_SET EXERCISE_
Copy the material from the line with "Target: blue jeans" through the end of the material, changing "chair armrest" to "seat armrest" and keeping everything else the same.

_ENTRIES SHOWN_
** BEGIN **
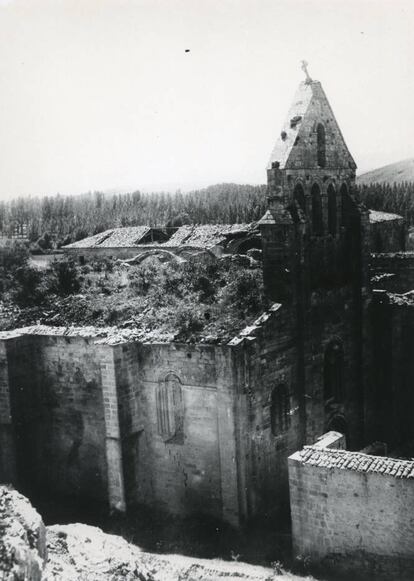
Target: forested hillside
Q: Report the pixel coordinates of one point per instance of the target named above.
(395, 198)
(50, 221)
(401, 171)
(57, 220)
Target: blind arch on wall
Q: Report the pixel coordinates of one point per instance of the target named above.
(280, 409)
(333, 371)
(170, 409)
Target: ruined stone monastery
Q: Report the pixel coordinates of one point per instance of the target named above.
(197, 428)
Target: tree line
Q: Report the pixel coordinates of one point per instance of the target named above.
(53, 221)
(56, 220)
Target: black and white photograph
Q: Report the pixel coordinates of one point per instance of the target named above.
(206, 290)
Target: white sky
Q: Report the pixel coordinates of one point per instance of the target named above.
(100, 94)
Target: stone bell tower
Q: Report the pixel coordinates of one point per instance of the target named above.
(315, 255)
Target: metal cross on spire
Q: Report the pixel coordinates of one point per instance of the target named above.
(305, 70)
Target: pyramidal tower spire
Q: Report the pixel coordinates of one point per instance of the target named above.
(310, 177)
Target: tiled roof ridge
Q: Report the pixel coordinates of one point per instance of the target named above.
(356, 461)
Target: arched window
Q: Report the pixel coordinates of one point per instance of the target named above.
(331, 210)
(321, 145)
(170, 409)
(299, 197)
(280, 410)
(317, 215)
(333, 372)
(345, 206)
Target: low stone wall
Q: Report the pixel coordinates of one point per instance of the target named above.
(352, 512)
(22, 538)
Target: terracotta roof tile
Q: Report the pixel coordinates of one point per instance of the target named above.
(357, 461)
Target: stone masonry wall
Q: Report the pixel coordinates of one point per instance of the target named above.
(7, 447)
(353, 513)
(195, 473)
(58, 414)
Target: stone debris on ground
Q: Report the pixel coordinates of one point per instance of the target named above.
(22, 538)
(78, 552)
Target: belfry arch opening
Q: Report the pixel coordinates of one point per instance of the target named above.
(332, 220)
(345, 205)
(321, 145)
(299, 197)
(317, 212)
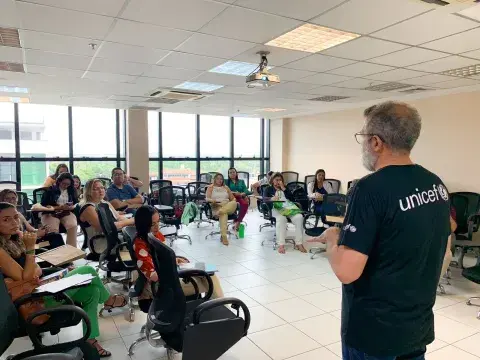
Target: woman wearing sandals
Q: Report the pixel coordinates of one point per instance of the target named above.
(283, 208)
(17, 260)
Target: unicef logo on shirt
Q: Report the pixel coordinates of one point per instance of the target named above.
(443, 192)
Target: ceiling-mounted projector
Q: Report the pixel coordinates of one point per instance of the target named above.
(261, 77)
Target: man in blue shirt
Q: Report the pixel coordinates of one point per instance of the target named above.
(122, 195)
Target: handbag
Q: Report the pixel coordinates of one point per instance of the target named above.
(20, 288)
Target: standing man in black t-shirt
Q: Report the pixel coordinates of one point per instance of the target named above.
(389, 251)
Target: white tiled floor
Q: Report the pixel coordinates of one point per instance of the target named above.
(294, 304)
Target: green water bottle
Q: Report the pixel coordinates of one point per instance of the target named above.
(241, 231)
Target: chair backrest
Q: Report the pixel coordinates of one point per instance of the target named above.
(10, 185)
(335, 185)
(106, 182)
(172, 196)
(289, 176)
(197, 190)
(245, 176)
(334, 204)
(38, 194)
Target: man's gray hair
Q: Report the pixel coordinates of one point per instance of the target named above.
(397, 124)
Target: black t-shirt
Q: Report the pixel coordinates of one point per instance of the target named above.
(399, 217)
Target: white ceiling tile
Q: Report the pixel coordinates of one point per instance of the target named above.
(102, 76)
(360, 69)
(191, 61)
(167, 72)
(209, 45)
(277, 56)
(456, 83)
(180, 14)
(287, 74)
(11, 54)
(363, 48)
(456, 44)
(323, 79)
(64, 22)
(426, 27)
(54, 71)
(429, 79)
(439, 65)
(473, 54)
(249, 25)
(396, 75)
(131, 53)
(221, 79)
(298, 9)
(119, 67)
(56, 43)
(318, 63)
(37, 57)
(366, 16)
(104, 7)
(135, 33)
(408, 57)
(358, 83)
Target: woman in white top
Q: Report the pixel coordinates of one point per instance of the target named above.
(93, 194)
(223, 203)
(316, 189)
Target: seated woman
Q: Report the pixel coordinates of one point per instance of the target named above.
(61, 198)
(147, 221)
(17, 260)
(55, 239)
(50, 180)
(283, 209)
(77, 185)
(316, 189)
(223, 204)
(93, 194)
(240, 191)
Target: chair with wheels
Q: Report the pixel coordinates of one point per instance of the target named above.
(155, 186)
(289, 176)
(467, 208)
(200, 328)
(175, 197)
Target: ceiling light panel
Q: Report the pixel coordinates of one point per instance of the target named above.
(312, 38)
(198, 86)
(238, 68)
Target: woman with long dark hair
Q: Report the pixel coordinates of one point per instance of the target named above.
(240, 191)
(147, 221)
(50, 180)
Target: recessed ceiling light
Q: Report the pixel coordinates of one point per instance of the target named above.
(198, 86)
(271, 110)
(13, 89)
(312, 38)
(463, 72)
(239, 68)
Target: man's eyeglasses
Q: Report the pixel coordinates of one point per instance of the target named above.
(359, 137)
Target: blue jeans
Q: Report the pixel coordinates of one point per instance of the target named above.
(352, 354)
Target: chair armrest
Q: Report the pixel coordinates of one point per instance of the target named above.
(190, 273)
(209, 305)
** END **
_ANSWER TO THIS PROBLEM_
Target: blue jeans
Q: Report the pixel coordinates of one point per instance of the target named above.
(352, 354)
Target: seat armrest
Q: Report the pixel coordinates of one point per instance of the target named above.
(190, 273)
(209, 305)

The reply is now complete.